### ИСХОДНЫЙ ТЕКСТ
Тогда же, в январе 1891 года, в письмах к Чехову Лика начинает многозначительно упоминать о Левитане как о своем поклоннике.
Познакомилась Мизинова с Левитаном примерно в то же время, что и с братьями Чеховыми. Она часто встречала его в салоне дилетантки-художницы Софьи Петровны Кувшинниковой. Софья Петровна считалась ученицей Левитана и с конца восьмидесятых годов выезжала с ним на летние этюды. Жена полицейского врача, она не отличалась красотой и молодостью, но была женщиной незаурядной, талантливой и яркой. Левитан долго был с ней неразлучен. Впрочем, это не мешало другим романтическим историям, которые возникали у Левитана нередко и протекали подчас весьма бурно. Успехом у женщин Левитан пользовался большим и хорошо знал это. В салоне у Кувшинниковой, где часто бывали и братья Чеховы, своим человеком стала и Лика. А потом началось увлечение.

### ЗАПИСАННЫЕ ДАННЫЕ
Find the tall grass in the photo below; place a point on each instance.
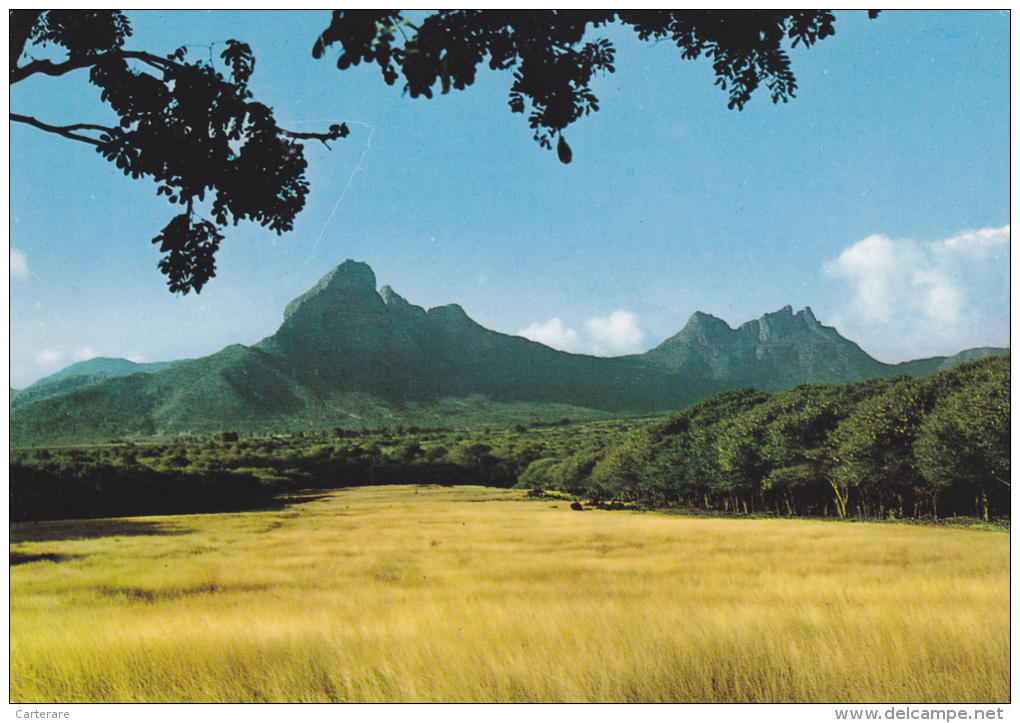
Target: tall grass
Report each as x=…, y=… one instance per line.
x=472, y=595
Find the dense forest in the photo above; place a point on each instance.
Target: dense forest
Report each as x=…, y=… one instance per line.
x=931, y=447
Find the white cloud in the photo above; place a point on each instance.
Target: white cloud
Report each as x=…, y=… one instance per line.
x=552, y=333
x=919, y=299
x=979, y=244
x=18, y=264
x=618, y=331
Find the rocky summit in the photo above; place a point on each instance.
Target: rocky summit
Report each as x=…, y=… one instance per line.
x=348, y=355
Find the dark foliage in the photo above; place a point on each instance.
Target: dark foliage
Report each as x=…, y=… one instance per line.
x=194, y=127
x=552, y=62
==
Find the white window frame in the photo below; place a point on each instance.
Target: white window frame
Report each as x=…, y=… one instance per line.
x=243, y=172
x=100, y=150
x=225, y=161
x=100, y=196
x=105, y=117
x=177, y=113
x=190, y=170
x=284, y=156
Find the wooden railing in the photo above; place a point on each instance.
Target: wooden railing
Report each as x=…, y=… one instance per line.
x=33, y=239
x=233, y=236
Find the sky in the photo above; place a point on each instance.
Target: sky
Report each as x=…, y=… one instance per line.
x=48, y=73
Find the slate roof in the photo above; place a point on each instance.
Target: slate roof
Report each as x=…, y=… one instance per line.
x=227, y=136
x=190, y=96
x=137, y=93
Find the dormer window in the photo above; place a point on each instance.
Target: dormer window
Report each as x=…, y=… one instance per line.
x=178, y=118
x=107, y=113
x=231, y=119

### СПИСОК ЗАДАНИЙ
1. Согласуются ли с текстом о Мизиновой три утверждения ниже? (а) Лика познакомилась с Левитаном гораздо позже, чем с братьями Чеховыми. (б) Софья Петровна Кувшинникова была женой полицейского врача. (в) Братья Чеховы часто бывали в салоне Кувшинниковой. Для каждого ответьте «да» или «нет» и дословно процитируйте слова текста, которые это решают.
2. Повторите, пожалуйста, без изменений отрывок текста о Мизиновой от слов «Тогда же, в» до слов «потом началось увлечение.» включительно.

### ОТВЕТЫ К ЗАДАНИЯМ
1.
(а) Нет: «Познакомилась Мизинова с Левитаном примерно в то же время, что и с братьями Чеховыми».
(б) Да: «Жена полицейского врача».
(в) Да: «В салоне у Кувшинниковой, где часто бывали и братья Чеховы».

2.
Тогда же, в январе 1891 года, в письмах к Чехову Лика начинает многозначительно упоминать о Левитане как о своем поклоннике.
Познакомилась Мизинова с Левитаном примерно в то же время, что и с братьями Чеховыми. Она часто встречала его в салоне дилетантки-художницы Софьи Петровны Кувшинниковой. Софья Петровна считалась ученицей Левитана и с конца восьмидесятых годов выезжала с ним на летние этюды. Жена полицейского врача, она не отличалась красотой и молодостью, но была женщиной незаурядной, талантливой и яркой. Левитан долго был с ней неразлучен. Впрочем, это не мешало другим романтическим историям, которые возникали у Левитана нередко и протекали подчас весьма бурно. Успехом у женщин Левитан пользовался большим и хорошо знал это. В салоне у Кувшинниковой, где часто бывали и братья Чеховы, своим человеком стала и Лика. А потом началось увлечение.